■ Reading passage

>>>

WORKPIECE CUTTING METHOD

Abstract

A cutting method for cutting a workpiece by using a cutting blade. The cutting method includes the steps of attaching an adhesive sheet to one surface of the workpiece, holding the workpiece through the adhesive sheet on holding means, and feeding the cutting blade into the workpiece until reaching the adhesive sheet as supplying a cutting fluid having a temperature of 10° C. or less, thereby cutting the workpiece.

Description

BACKGROUND OF THE INVENTION

1. Field of the Invention

The present invention relates to a workpiece cutting method for cutting a workpiece such as a semiconductor wafer by using a cutting blade.

<<<

■ Task description
Please continue the workpiece cutting method text from its last sentence, writing in the same style. The records that follow come from a different source.

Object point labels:

>>>

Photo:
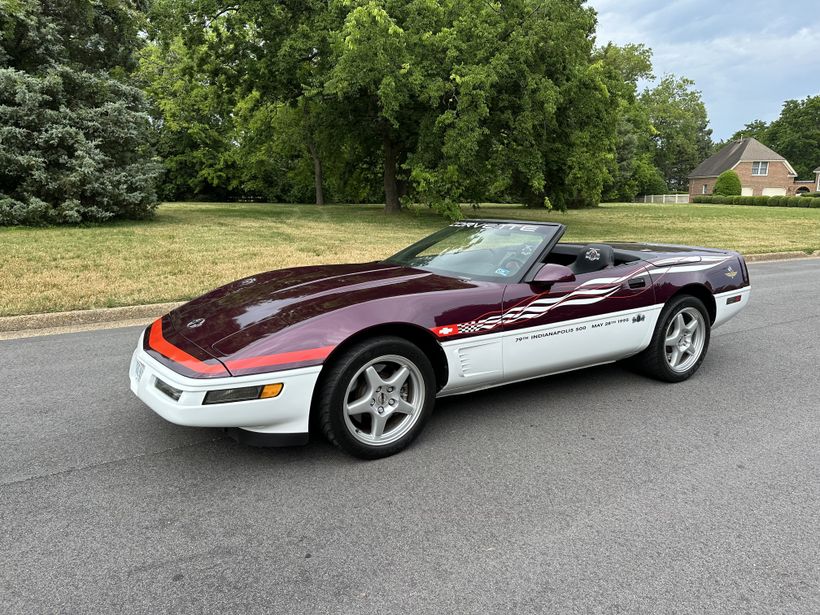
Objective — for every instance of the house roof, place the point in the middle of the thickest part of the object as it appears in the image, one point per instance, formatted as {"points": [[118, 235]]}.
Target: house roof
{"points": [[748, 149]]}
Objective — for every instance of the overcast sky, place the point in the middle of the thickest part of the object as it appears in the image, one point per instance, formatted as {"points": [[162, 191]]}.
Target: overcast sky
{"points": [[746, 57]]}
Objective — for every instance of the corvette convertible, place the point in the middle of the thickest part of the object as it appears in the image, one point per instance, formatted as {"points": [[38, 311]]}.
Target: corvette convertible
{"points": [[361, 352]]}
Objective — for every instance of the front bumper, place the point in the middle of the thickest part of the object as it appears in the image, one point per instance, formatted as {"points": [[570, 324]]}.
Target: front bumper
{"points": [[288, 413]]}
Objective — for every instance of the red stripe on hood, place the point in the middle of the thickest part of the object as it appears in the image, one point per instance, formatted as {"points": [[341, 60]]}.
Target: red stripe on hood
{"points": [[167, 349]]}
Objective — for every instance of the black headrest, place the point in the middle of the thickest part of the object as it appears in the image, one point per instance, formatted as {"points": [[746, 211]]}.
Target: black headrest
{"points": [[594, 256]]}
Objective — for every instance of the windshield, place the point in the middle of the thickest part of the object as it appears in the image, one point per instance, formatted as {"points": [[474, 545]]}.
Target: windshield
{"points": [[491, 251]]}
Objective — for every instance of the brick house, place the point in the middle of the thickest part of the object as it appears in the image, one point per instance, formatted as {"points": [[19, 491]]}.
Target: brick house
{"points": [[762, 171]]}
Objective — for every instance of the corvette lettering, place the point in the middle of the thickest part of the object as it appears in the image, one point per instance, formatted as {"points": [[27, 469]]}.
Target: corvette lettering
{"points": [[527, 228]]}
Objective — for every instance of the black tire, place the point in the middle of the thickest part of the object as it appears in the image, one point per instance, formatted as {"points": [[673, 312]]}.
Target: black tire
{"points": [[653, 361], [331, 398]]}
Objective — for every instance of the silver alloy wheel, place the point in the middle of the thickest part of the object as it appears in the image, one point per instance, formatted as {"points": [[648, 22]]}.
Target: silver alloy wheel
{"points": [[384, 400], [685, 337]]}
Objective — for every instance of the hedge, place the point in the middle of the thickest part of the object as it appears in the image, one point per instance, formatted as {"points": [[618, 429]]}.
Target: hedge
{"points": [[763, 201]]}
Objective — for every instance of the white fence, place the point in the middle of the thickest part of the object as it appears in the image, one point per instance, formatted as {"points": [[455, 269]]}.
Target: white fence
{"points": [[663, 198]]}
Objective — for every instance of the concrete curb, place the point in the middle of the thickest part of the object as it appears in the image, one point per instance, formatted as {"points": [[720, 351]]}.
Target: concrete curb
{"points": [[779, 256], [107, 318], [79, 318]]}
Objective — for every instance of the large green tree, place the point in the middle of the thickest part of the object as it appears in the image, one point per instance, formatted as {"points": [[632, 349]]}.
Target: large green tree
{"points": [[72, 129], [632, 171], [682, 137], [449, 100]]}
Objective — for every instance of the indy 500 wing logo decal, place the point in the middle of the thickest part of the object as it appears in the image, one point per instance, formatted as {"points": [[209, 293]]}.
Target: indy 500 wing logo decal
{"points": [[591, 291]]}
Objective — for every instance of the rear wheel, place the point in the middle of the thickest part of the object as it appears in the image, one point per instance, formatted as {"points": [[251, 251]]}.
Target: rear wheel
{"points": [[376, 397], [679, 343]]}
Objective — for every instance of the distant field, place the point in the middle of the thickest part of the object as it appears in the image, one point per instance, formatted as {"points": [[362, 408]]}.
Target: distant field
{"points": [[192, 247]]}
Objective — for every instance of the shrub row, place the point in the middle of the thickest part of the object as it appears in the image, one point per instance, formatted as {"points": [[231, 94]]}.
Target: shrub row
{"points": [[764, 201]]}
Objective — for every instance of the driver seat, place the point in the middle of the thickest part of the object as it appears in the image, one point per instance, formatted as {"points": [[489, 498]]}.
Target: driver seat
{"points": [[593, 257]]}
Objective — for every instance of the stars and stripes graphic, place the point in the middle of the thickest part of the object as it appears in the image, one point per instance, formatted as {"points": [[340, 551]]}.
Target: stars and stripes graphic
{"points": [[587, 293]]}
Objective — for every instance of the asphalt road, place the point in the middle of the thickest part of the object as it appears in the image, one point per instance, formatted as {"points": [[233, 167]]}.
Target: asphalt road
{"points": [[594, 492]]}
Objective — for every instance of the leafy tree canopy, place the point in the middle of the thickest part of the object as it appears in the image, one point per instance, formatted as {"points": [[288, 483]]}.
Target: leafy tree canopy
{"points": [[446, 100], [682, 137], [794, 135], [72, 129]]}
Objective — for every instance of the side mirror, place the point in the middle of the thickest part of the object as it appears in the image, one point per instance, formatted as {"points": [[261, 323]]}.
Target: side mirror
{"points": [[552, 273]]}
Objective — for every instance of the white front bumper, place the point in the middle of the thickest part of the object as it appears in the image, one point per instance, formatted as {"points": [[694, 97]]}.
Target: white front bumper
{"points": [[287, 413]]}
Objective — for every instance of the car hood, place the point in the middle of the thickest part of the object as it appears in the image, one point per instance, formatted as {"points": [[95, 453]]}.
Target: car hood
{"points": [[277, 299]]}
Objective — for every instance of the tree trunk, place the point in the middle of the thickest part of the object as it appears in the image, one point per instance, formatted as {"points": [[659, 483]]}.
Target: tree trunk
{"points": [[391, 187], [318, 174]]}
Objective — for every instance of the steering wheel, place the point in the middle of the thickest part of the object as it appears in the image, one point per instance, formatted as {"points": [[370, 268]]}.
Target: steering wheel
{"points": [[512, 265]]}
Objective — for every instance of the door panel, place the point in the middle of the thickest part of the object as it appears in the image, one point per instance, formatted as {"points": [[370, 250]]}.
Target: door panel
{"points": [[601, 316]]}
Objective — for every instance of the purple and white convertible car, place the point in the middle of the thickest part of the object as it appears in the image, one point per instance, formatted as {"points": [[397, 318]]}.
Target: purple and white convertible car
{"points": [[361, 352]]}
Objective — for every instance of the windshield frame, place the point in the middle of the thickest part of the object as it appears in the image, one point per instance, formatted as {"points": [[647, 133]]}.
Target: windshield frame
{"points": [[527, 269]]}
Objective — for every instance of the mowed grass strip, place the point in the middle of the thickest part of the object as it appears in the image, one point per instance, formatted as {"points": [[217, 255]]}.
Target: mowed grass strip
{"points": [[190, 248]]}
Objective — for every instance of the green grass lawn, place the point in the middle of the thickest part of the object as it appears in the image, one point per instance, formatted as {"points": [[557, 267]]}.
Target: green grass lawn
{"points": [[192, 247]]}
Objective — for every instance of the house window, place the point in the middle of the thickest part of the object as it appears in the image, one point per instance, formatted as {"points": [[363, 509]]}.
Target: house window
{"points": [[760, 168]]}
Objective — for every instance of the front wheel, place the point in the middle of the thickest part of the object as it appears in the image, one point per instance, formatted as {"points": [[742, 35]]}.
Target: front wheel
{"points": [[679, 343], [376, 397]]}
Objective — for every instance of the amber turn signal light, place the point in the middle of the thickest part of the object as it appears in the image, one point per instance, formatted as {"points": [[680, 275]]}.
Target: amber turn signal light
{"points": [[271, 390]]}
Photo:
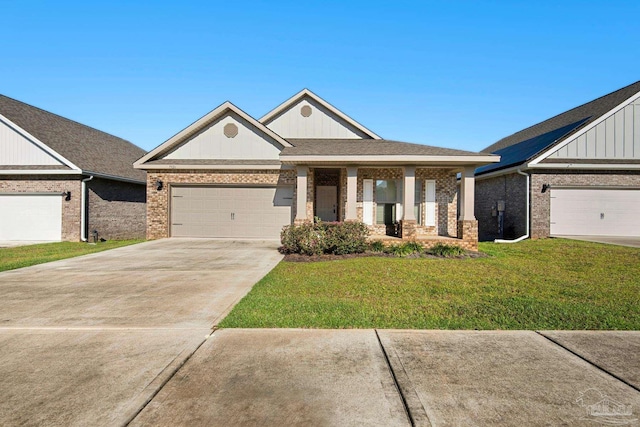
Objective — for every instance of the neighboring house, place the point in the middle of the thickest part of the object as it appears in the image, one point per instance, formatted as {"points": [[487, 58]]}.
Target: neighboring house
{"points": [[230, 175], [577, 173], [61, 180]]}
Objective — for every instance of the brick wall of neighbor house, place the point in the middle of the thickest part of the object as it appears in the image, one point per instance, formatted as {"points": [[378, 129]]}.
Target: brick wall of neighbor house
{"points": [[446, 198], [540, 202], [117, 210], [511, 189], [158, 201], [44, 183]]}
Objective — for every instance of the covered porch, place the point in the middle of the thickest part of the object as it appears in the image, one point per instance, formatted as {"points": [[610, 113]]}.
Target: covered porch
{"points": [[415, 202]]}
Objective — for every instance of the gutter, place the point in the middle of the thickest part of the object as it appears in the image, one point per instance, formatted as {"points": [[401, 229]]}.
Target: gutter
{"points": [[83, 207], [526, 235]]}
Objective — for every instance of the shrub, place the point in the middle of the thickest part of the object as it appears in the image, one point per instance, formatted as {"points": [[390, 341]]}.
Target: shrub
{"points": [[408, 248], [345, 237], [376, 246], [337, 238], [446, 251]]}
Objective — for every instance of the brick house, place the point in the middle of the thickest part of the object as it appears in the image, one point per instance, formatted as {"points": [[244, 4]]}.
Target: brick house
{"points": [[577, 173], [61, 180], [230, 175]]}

<<<

■ In response
2. Description of the Related Art

A workpiece such as a semiconductor wafer and any substrate of various materials is divided into individual chips by a dicing apparatus, and these chips are widely used in various electric equipment. A plurality of devices such as ICs and LSIs are formed on the front side of the semiconductor wafer. The substrates of various materials such as ceramic, resin, glass, and sapphire are used in electronic parts. To facilitate the handling of the individual chips divided from the workpiece and completely cut the workpiece, the workpiece is attached to a dicing tape as an adhesive sheet in dividing the workpiece. That is, the workpiece is supported through the dicing tape to an annular frame.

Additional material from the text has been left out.